## Goal
Report, in full, each line of the data below that contains the word "coneflower". Treat the match as case-sensitive.
'''
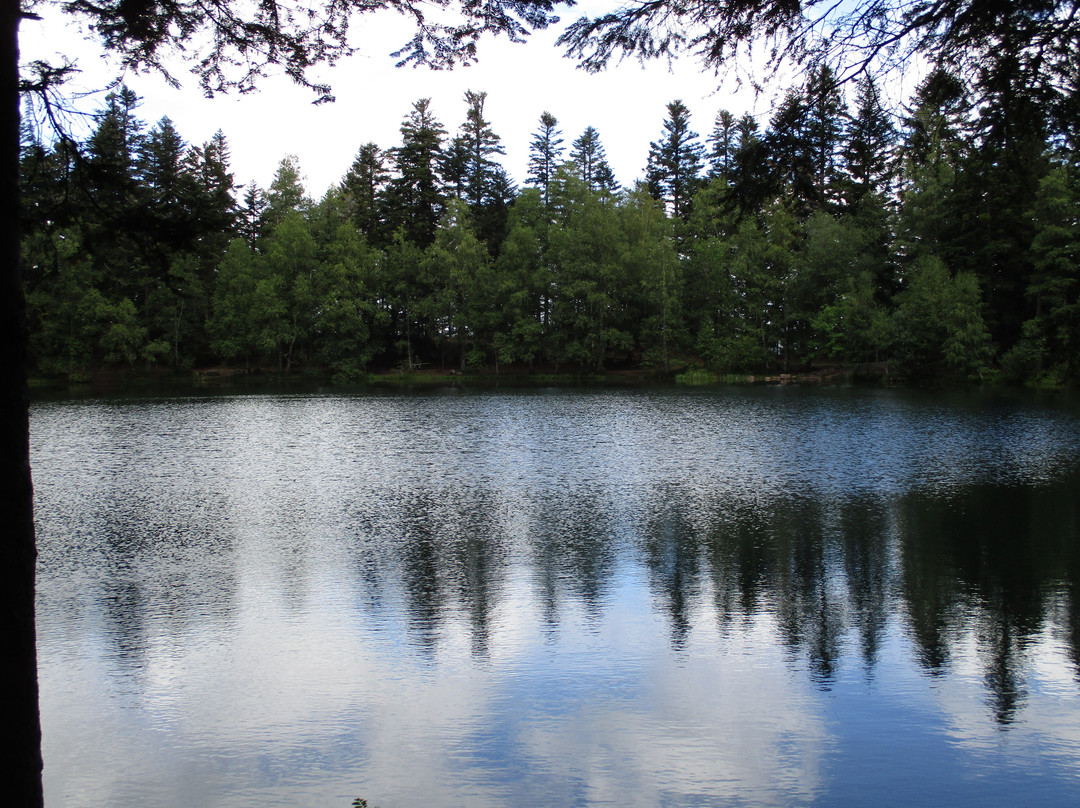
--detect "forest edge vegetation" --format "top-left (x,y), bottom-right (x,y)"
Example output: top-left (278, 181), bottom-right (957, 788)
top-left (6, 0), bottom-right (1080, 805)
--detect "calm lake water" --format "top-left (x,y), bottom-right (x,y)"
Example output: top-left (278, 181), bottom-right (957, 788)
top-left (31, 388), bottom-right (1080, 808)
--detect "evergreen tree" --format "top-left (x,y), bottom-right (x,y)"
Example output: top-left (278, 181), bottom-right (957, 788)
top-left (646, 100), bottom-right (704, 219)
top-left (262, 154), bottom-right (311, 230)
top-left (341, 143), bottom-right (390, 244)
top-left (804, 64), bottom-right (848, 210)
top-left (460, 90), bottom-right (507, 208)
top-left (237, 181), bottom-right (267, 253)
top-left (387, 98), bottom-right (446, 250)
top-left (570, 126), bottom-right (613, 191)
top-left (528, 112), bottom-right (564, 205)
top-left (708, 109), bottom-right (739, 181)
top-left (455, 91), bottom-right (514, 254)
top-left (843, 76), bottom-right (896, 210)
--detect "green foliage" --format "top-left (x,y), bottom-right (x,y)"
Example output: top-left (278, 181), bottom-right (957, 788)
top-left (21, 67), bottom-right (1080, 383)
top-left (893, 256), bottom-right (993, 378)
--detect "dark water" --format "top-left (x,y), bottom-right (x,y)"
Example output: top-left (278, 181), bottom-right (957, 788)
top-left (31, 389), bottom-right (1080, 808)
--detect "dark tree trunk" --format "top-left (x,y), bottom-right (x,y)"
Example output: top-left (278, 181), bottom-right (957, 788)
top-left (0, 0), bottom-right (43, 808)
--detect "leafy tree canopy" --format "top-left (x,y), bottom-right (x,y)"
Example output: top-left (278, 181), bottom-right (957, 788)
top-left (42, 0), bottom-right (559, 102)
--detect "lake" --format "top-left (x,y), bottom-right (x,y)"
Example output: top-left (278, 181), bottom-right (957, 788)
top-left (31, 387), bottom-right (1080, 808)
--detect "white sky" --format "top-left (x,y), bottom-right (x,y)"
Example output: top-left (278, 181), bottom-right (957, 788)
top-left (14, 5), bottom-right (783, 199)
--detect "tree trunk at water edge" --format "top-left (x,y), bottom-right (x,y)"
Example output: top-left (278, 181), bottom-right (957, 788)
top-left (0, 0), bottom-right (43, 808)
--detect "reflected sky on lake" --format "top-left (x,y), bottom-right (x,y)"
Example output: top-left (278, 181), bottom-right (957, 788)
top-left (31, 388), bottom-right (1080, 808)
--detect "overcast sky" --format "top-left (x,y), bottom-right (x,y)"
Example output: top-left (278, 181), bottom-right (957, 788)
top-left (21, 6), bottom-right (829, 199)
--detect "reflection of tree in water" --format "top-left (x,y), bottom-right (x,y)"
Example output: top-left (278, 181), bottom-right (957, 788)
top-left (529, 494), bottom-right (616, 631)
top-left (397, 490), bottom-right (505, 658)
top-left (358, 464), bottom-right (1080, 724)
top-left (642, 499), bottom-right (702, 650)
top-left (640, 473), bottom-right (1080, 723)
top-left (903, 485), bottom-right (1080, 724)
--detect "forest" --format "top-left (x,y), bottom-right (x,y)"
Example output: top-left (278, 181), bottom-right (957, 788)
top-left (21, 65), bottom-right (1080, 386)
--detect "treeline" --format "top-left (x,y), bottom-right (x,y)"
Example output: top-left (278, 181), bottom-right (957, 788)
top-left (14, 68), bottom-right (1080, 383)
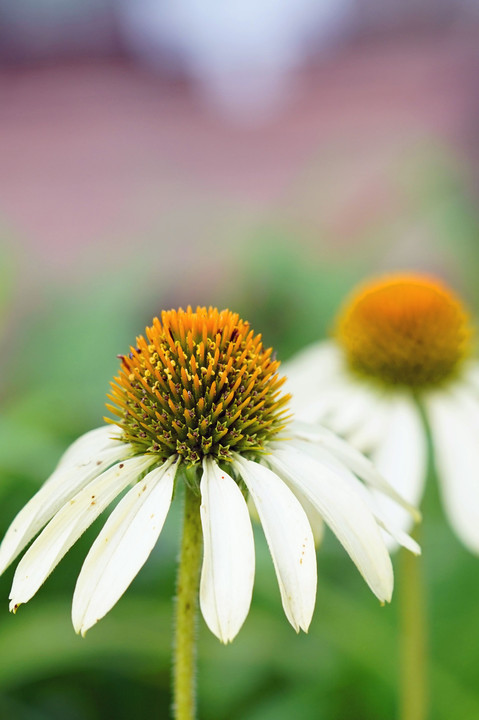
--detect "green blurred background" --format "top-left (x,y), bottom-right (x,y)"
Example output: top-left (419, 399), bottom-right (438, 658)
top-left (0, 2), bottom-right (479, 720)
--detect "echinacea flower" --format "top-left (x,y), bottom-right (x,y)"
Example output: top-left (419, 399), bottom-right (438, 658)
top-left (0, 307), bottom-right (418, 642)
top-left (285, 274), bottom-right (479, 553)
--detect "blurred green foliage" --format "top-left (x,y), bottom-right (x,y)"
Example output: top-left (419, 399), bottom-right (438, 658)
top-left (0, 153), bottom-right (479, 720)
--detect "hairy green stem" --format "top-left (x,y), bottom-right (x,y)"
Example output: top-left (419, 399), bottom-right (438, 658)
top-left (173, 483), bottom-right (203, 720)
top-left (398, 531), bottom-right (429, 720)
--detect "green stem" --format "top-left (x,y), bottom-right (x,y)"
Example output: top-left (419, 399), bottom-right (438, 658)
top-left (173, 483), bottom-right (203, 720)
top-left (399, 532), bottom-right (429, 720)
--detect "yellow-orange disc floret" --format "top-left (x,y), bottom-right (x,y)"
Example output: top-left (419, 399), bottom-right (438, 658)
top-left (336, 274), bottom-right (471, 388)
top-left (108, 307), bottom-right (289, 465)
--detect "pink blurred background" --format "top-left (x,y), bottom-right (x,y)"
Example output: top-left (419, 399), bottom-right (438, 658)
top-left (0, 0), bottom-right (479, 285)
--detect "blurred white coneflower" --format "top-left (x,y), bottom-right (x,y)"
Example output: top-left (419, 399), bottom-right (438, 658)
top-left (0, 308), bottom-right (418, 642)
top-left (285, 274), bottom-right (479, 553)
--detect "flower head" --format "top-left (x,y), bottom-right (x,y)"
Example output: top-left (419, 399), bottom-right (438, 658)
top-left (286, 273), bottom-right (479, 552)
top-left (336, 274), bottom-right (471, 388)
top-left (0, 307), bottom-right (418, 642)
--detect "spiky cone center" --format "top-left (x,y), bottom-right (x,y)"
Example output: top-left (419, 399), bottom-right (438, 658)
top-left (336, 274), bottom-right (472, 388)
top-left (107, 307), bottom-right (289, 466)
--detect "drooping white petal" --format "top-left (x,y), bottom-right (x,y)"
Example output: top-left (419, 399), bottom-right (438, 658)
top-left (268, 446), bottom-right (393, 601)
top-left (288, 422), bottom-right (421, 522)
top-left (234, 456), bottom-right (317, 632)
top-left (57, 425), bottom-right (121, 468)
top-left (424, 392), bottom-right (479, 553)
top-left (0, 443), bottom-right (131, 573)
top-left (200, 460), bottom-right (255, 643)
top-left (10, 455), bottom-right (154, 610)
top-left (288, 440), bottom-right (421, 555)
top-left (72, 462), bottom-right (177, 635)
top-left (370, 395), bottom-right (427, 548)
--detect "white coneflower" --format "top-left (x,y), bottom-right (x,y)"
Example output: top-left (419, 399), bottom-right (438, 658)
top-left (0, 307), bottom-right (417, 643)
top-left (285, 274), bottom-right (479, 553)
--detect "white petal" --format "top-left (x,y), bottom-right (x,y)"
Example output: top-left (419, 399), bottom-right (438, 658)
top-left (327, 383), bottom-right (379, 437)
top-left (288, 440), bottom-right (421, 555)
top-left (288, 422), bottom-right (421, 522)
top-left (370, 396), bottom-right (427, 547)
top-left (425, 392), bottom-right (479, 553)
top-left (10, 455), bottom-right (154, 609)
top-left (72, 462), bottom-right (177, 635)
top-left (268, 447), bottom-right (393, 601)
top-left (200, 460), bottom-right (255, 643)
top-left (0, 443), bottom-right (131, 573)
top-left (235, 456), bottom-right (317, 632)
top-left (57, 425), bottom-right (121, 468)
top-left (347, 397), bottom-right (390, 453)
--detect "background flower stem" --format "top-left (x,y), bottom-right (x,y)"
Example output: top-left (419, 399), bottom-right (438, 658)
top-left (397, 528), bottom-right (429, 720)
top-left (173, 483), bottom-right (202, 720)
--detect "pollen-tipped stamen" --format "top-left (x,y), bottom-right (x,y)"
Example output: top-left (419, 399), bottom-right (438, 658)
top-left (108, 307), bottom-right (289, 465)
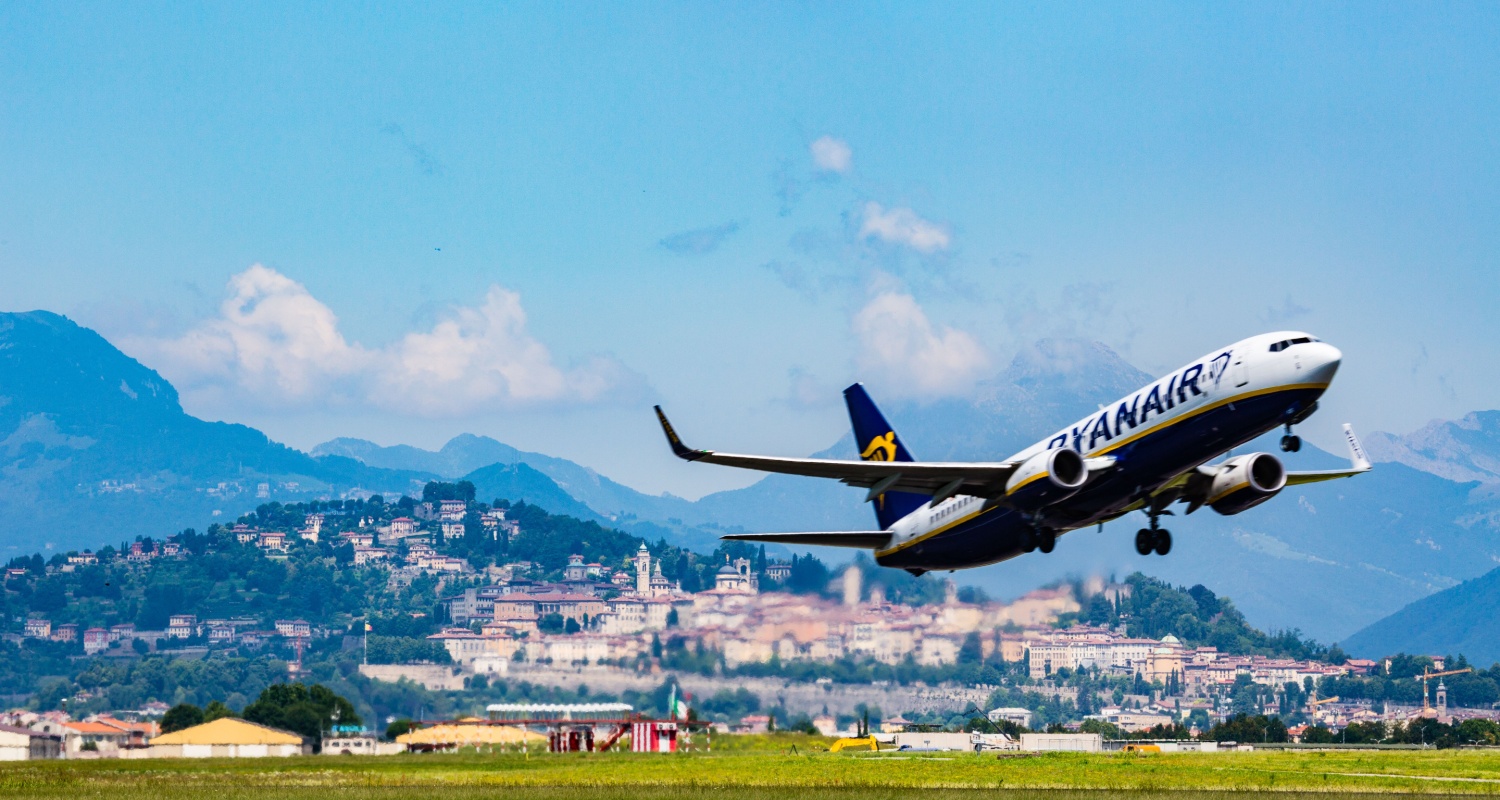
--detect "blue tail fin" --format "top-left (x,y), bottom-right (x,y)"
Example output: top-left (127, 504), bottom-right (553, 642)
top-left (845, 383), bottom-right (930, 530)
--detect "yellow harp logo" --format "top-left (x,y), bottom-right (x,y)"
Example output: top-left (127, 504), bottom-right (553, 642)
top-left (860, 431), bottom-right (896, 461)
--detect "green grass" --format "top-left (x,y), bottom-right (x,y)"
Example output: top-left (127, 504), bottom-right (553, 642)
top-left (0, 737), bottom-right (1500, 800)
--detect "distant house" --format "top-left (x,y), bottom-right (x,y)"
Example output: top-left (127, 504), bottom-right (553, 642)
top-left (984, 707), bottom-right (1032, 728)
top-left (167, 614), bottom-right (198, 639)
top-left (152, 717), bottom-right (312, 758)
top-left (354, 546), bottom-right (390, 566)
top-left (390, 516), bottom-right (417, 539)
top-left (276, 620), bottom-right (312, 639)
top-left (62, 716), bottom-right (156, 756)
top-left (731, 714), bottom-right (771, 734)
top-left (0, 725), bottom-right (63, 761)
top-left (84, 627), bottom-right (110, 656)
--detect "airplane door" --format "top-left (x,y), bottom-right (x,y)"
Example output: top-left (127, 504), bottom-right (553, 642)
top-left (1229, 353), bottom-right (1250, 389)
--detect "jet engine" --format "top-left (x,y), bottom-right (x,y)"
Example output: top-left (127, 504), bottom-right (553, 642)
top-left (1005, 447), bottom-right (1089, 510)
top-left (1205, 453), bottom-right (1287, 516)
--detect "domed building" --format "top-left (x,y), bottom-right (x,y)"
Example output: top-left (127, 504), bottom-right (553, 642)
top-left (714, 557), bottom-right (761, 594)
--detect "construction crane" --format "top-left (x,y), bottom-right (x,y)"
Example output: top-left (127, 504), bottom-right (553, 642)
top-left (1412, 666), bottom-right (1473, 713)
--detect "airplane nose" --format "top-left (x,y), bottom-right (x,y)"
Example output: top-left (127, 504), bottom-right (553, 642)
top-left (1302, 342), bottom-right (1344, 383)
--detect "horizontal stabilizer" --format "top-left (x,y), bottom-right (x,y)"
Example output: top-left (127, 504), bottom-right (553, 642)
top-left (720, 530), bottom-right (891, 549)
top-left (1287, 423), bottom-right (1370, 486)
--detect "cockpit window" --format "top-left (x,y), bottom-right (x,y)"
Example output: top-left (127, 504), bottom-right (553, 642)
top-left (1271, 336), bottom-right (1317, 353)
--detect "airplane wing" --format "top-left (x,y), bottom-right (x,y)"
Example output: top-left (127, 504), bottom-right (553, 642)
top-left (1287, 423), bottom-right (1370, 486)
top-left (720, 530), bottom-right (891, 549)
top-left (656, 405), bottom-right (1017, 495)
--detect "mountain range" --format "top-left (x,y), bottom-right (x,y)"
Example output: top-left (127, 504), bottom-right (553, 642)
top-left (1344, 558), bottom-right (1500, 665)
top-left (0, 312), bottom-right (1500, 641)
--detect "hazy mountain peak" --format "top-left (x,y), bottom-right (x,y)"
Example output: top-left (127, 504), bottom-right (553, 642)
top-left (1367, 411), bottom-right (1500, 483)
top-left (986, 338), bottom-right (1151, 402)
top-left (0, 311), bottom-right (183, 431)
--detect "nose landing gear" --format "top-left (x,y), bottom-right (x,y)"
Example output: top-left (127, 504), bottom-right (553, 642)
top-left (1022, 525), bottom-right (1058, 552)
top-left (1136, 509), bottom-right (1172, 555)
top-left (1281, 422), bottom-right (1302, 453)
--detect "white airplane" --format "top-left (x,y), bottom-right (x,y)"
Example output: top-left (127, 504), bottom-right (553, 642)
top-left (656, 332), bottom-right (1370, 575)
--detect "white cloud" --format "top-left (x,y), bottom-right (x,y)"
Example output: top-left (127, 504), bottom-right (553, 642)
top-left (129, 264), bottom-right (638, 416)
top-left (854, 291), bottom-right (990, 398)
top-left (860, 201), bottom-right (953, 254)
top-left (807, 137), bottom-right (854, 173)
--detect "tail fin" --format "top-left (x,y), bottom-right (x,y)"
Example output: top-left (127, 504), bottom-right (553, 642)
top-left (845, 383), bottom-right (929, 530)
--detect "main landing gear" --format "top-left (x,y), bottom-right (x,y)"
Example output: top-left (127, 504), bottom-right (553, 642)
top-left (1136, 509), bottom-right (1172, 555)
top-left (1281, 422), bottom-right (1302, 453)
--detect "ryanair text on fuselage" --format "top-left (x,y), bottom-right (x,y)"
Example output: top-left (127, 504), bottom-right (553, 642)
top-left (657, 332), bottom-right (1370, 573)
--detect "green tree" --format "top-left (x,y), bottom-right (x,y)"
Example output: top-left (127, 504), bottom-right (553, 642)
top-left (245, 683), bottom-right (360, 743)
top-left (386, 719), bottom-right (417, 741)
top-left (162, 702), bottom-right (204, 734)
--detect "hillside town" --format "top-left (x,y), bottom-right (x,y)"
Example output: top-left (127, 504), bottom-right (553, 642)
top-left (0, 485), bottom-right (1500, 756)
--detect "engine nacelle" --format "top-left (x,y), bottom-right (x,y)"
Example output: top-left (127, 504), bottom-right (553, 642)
'''
## Reply to the exercise
--detect "blurred white coneflower" --format "top-left (x,y), bottom-right (x,y)"
--detect "white coneflower" --format "top-left (x,y), bottom-right (x,y)"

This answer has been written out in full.